阅读材料 —
其他事件的写入还要兼容 logbakck1.x版本，keepalive 写入的话，写入换行符。还有个属性 endOfBatch，如果是的话，会执行 outputStream.flush()

onStart , 启动方法。

初始化 destinationAttemptStartTimes 数组，目的是为了存放每个连接目标最后尝试连接的时间。openSocket(建立 socket连接)，scheduleKeepAlive (定时线程触发keepAlive 事件)，scheduleWriteTimeout(定时检查写超时的话，就关闭连接(这个在5.x是没有的方法))

onShutdown 就不说了

reopenSocket 调了两个方法，关闭连接，打开连接。

openSocket ，是被 synchronized 修饰的。方法注释说的是反复打开socket，直到线程被打断了。

/**
 * Repeatedly tries to open a socket until it is successful,
 * or the hander is stopped, or the handler thread is interrupted.
 *
 * If the socket is non-null when this method returns,
 * then it should be able to be used to send.

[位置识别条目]

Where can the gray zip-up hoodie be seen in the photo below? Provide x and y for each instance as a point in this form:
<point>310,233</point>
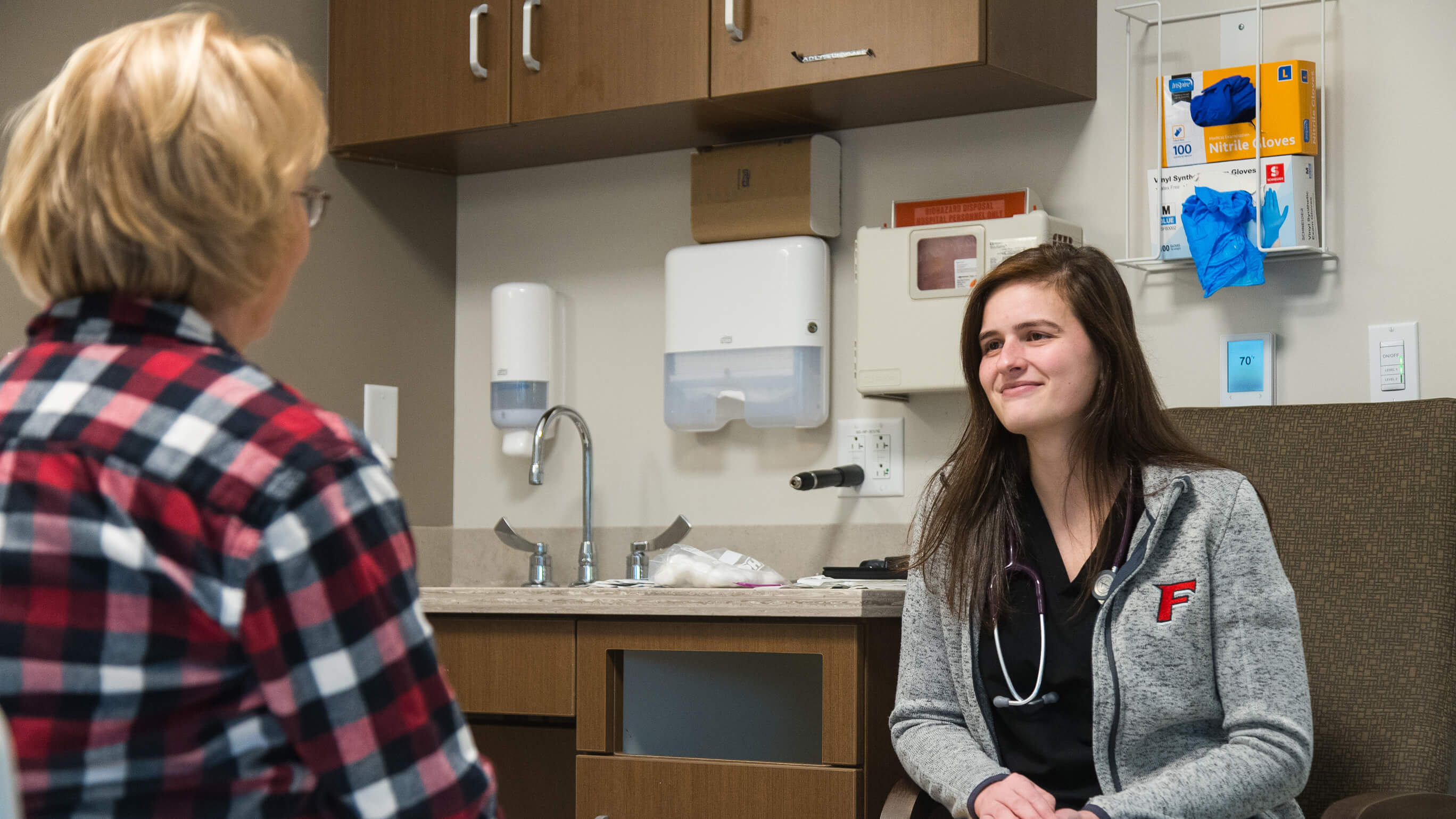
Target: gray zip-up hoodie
<point>1200,705</point>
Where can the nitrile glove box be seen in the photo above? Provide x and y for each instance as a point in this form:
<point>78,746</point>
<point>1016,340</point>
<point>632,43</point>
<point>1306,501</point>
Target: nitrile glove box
<point>1289,119</point>
<point>1289,200</point>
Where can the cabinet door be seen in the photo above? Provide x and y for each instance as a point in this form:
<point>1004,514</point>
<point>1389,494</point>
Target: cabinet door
<point>404,69</point>
<point>657,788</point>
<point>603,56</point>
<point>794,43</point>
<point>503,665</point>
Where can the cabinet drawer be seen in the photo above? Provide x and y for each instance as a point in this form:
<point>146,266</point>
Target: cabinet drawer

书面要求 — 续写这段讲解 socket 连接源码的文字，从最后一句之后接着写下去。

答复 —
 */

方法比较长，一点点看

while (isStarted() && !Thread.currentThread().isInterrupted()) {
    // 获取下一个连接的index,多个链接地址的时候多个<destination>标签，默认主从，还有轮询获取和随机
    destinationIndex = connectionStrategy.selectNextDestinationIndex(destinationIndex, destinations.size());
    long startWallTime = System.currentTimeMillis();
    Socket tempSocket = null;
    OutputStream tempOutputStream = null;
    
    
    /*
     * Choose next server
     */
    InetSocketAddress currentDestination = destinations.get(destinationIndex);
    try {
        /*
         * Update peerId (for status message)
         */
        peerId = "Log destination " + currentDestination + ": ";
        
        /*
         * Delay the connection attempt if the last attempt to the selected destination
         * was less than the reconnectionDelay.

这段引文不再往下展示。